• Directions: Change "Synergy" to "our company" and give the earnings call transcript again between "Thank you for" and "Scialla from Stifel.", inclusive.

• Passage:
───
Online pressures and midstream gas processing constraint continue to be an issue with our third horizontal pad coming on lined late in the third quarter we expect accelerating production during our fourth fiscal quarter. We are currently undergoing our midyear reserve report evaluation which will include a growing number of operated horizontal wells within that analysis. We will also announce our update reserves in the next few weeks and then work with our syndicated banks for an increase in our borrowing base in our credit facility. Our balance sheet remain strong with over 54 million in cash and short-term investments and only 37 million in debt, giving us ample liquidity to execute the remainder of our fiscal 2014 CapEx budget. We have reached another milestone expanding our footprint to over 50,000 net acres in the greater Wattenberg area and Northeast Wattenberg extension area, giving our shareholders significant exposure to one of most capital efficient oil and gas plays in the country today.

Thank you for your time and interest in Synergy, we will now open the call to any questions.

Question-and-Answer Session

Operator

Thank you. At this time we will be conducting a question-and-answer session. (Operator Instructions). Our first question comes from Mike Scialla from Stifel.

Mike Scialla - Stifel

Craig you mentioned the Phelps pad being behind, coming on late third quarter, just realized you haven’t given quarterly guidance but can you give sort of general direction, would that imply that third quarter production is going to be kind of flattish versus second quarter or are we looking at down a little bit or how do you think that’s going to look?

Ed Holloway

This is Ed, definitely we are looking at the third quarter not having the acceleration that we have had in the past quarters due to the timing of these pads. And what we are really, we have modeled in some slack time but when you lose all your slack on just the drilling portion going forward, this really pushed out our production growth and should really accelerate into the fourth quarter. We are still modeling out, trying to figure out how many of our non-ops will be coming on in the third quarter. We have quite a few non-ops coming in at that period of time as well and hopefully the Phelps pad will come on and contribute at least for 30 days of the third quarter. So, I would say we are not going to exhibit the growth, we just exhibited for this quarter.
───
• Dataset extract:
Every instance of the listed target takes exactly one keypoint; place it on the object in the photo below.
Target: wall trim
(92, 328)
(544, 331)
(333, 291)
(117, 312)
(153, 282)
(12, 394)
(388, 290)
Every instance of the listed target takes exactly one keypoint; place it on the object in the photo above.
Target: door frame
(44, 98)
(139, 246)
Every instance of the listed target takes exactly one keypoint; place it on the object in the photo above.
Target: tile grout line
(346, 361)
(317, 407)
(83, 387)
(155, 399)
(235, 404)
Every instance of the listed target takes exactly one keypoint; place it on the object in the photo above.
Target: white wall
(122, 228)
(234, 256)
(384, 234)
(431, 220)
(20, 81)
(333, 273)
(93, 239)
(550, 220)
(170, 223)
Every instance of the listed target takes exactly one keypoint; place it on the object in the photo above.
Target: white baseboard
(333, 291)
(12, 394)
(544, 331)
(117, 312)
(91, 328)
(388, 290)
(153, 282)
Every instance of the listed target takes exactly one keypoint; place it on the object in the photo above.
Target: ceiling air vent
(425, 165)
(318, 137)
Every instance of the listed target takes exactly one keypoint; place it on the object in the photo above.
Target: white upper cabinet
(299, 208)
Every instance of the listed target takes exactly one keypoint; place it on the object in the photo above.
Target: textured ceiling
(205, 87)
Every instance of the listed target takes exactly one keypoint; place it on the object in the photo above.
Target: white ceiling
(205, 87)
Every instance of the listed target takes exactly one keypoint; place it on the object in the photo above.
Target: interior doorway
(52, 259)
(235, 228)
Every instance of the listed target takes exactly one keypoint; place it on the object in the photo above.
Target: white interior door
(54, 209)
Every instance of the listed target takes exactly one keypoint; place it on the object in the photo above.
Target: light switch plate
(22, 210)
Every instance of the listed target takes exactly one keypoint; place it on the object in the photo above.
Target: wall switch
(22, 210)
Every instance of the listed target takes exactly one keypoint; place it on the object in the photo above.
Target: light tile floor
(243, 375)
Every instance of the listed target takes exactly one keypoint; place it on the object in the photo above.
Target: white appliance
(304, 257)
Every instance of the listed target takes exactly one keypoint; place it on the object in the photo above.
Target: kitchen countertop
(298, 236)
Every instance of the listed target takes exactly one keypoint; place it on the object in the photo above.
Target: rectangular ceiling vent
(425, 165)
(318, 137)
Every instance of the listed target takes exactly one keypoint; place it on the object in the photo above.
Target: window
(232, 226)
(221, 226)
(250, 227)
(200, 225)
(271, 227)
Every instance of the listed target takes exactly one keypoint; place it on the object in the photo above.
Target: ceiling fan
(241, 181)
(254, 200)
───
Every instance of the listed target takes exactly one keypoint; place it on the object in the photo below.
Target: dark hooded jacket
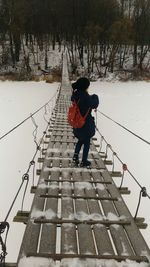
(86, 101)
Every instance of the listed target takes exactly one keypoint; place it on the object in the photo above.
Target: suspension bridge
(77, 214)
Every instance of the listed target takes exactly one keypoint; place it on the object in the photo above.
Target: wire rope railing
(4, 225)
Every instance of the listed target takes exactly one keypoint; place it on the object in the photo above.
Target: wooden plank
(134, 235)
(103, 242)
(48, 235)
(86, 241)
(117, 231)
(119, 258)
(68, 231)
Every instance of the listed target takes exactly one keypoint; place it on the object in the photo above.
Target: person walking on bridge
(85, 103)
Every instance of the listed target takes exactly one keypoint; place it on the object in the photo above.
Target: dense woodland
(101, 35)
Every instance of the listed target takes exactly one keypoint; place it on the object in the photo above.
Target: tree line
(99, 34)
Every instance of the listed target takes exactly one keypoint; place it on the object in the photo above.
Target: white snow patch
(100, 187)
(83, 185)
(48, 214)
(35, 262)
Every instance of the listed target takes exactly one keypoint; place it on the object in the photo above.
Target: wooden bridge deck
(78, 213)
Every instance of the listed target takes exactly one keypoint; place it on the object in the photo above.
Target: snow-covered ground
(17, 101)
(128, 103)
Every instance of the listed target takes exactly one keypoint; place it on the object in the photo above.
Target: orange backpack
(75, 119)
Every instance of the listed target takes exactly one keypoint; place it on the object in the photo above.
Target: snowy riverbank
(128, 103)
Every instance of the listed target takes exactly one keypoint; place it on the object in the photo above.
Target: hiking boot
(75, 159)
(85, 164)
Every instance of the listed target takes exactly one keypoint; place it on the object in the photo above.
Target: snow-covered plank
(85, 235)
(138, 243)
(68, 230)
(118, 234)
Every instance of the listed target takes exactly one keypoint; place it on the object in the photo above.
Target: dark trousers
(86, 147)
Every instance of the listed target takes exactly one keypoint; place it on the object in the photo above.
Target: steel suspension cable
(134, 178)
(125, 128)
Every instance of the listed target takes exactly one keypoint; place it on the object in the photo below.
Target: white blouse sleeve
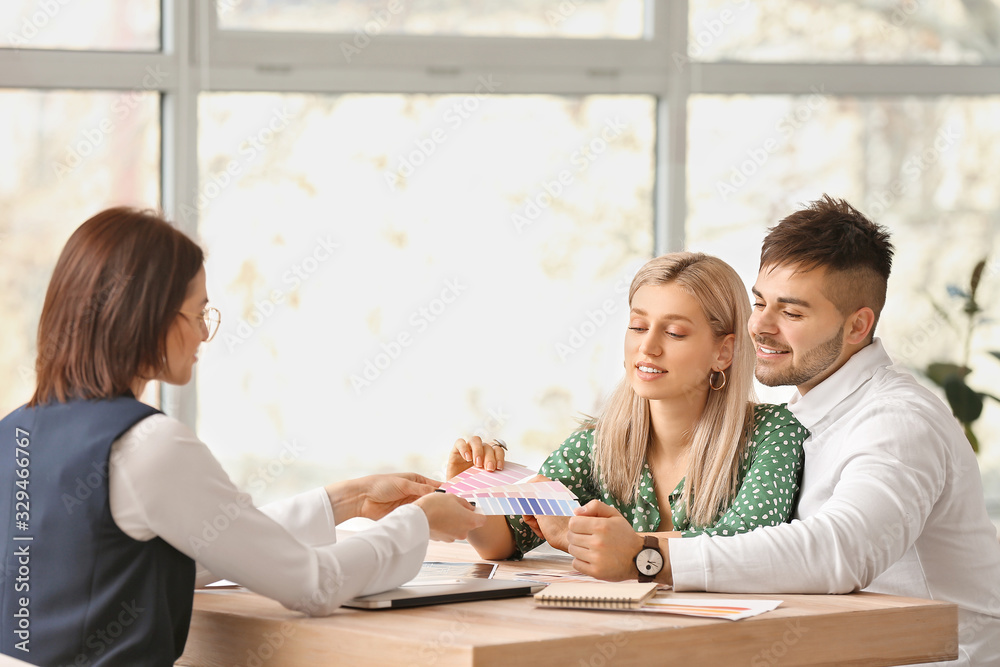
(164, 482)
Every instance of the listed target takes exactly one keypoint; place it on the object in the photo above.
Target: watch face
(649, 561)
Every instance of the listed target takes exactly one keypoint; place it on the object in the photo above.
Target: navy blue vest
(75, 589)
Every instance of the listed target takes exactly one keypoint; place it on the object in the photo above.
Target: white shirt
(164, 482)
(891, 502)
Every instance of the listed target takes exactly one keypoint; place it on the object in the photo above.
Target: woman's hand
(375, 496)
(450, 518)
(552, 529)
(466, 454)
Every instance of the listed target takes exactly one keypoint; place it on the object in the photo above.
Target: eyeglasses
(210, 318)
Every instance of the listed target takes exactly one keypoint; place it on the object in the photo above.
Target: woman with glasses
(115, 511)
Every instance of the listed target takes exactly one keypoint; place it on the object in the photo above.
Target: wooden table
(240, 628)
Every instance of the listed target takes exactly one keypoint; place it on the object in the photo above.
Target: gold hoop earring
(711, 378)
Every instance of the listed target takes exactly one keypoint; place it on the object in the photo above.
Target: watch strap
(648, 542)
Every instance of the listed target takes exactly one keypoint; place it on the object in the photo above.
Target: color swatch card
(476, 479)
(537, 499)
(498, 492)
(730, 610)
───
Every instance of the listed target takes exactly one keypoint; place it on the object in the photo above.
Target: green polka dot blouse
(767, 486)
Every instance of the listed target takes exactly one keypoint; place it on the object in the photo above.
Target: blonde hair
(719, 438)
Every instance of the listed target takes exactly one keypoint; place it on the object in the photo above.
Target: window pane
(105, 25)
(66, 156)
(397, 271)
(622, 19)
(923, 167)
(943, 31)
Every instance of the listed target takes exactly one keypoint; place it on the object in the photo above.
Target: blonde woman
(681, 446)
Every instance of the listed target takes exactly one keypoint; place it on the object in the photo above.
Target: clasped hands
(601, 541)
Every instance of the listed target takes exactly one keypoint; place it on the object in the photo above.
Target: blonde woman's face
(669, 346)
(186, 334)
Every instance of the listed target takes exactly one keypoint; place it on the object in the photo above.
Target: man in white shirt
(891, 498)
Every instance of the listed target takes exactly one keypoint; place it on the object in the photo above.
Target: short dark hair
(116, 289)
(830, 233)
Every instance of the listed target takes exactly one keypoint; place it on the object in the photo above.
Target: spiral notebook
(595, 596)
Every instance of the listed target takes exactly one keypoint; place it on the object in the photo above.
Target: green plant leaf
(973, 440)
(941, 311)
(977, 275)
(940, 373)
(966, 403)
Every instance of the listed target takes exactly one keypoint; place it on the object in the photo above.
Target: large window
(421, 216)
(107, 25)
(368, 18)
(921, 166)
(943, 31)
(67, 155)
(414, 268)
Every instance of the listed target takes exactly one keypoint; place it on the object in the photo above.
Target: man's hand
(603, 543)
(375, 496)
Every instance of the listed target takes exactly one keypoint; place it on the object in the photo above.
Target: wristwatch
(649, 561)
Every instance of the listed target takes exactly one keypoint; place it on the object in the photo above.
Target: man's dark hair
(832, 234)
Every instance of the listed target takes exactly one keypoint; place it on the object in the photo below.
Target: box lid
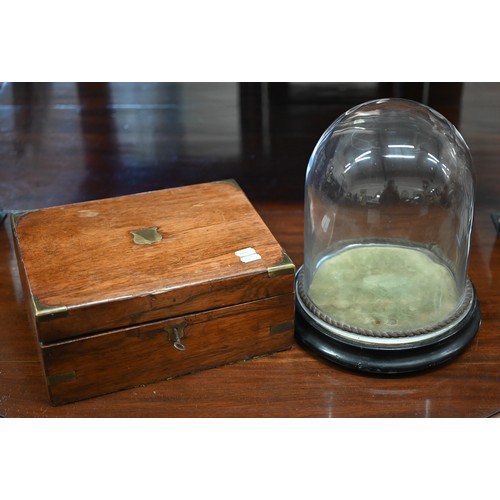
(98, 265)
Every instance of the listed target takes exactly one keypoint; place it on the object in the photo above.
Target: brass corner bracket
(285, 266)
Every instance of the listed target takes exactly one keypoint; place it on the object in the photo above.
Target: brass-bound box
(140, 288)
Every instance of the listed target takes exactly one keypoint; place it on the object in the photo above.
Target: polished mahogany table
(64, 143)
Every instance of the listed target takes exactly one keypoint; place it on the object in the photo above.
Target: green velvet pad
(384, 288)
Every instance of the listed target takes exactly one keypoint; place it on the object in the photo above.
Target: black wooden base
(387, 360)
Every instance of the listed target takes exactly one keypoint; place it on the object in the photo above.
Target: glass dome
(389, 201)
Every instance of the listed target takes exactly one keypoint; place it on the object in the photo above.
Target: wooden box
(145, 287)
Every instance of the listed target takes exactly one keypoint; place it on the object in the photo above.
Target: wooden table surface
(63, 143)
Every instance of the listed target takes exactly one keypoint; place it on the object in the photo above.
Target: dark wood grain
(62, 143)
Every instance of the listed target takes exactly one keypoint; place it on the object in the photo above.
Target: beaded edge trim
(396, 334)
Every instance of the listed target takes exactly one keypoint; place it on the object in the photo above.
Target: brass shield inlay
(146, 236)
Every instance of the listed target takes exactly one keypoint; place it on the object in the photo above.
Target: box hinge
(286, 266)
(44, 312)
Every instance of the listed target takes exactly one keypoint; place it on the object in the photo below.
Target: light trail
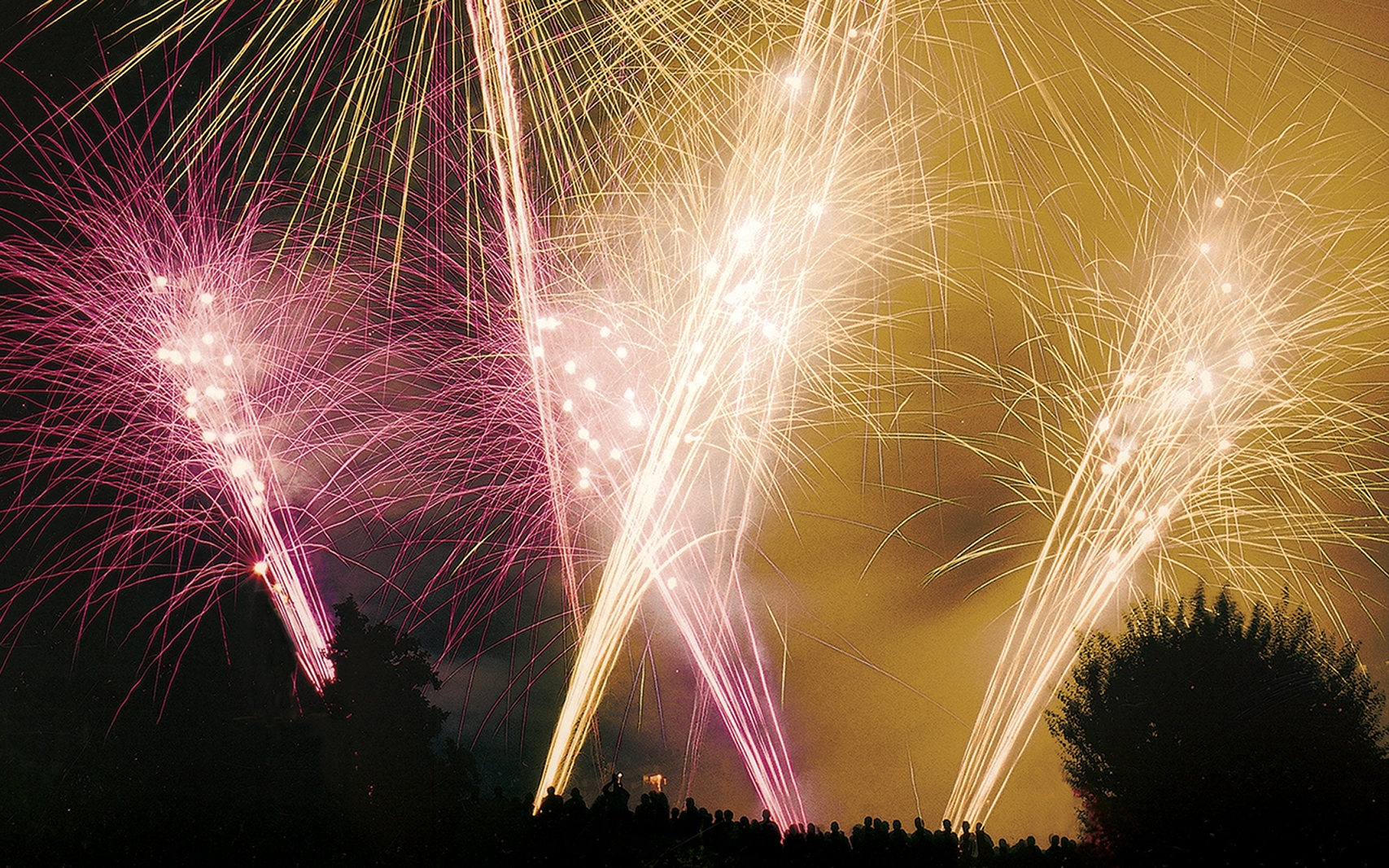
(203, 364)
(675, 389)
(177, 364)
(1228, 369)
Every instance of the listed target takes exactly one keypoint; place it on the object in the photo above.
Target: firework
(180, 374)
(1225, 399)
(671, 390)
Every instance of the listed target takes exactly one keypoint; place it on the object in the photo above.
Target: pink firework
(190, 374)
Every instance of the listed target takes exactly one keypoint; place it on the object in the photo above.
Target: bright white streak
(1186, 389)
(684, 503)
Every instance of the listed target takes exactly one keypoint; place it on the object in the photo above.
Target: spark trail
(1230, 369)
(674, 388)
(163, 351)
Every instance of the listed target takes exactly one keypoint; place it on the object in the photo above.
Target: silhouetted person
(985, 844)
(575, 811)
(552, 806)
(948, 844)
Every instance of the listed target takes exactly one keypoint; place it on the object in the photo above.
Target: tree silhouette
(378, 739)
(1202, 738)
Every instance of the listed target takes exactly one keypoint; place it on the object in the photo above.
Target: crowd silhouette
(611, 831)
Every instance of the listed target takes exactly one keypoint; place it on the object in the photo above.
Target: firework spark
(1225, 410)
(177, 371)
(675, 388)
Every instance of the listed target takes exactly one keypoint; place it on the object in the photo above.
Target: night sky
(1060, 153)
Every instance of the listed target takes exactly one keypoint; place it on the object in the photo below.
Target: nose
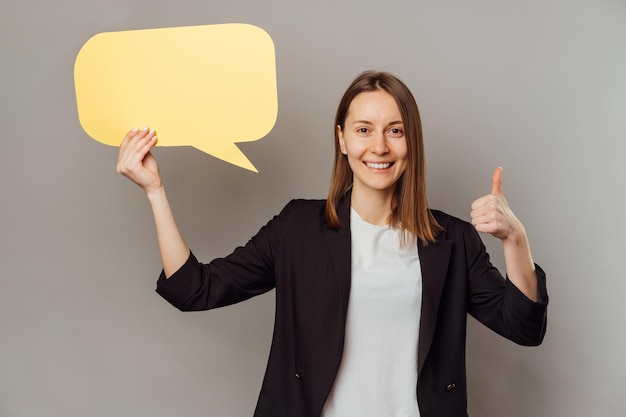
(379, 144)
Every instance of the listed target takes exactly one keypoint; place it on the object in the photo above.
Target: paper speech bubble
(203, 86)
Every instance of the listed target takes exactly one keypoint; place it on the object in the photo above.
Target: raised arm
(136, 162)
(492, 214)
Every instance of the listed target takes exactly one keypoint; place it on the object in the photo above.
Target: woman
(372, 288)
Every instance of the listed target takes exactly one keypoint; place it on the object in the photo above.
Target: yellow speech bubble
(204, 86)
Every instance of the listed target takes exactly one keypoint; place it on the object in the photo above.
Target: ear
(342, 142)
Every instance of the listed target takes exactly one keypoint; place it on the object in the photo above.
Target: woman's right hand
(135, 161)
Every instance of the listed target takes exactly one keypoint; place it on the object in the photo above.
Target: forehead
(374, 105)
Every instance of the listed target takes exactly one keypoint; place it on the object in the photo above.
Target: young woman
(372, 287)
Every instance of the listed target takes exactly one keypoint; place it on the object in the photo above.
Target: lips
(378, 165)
───
• Finished exercise:
Thank you for your time and interest in our company, we will now open the call to any questions.

Question-and-Answer Session

Operator

Thank you. At this time we will be conducting a question-and-answer session. (Operator Instructions). Our first question comes from Mike Scialla from Stifel.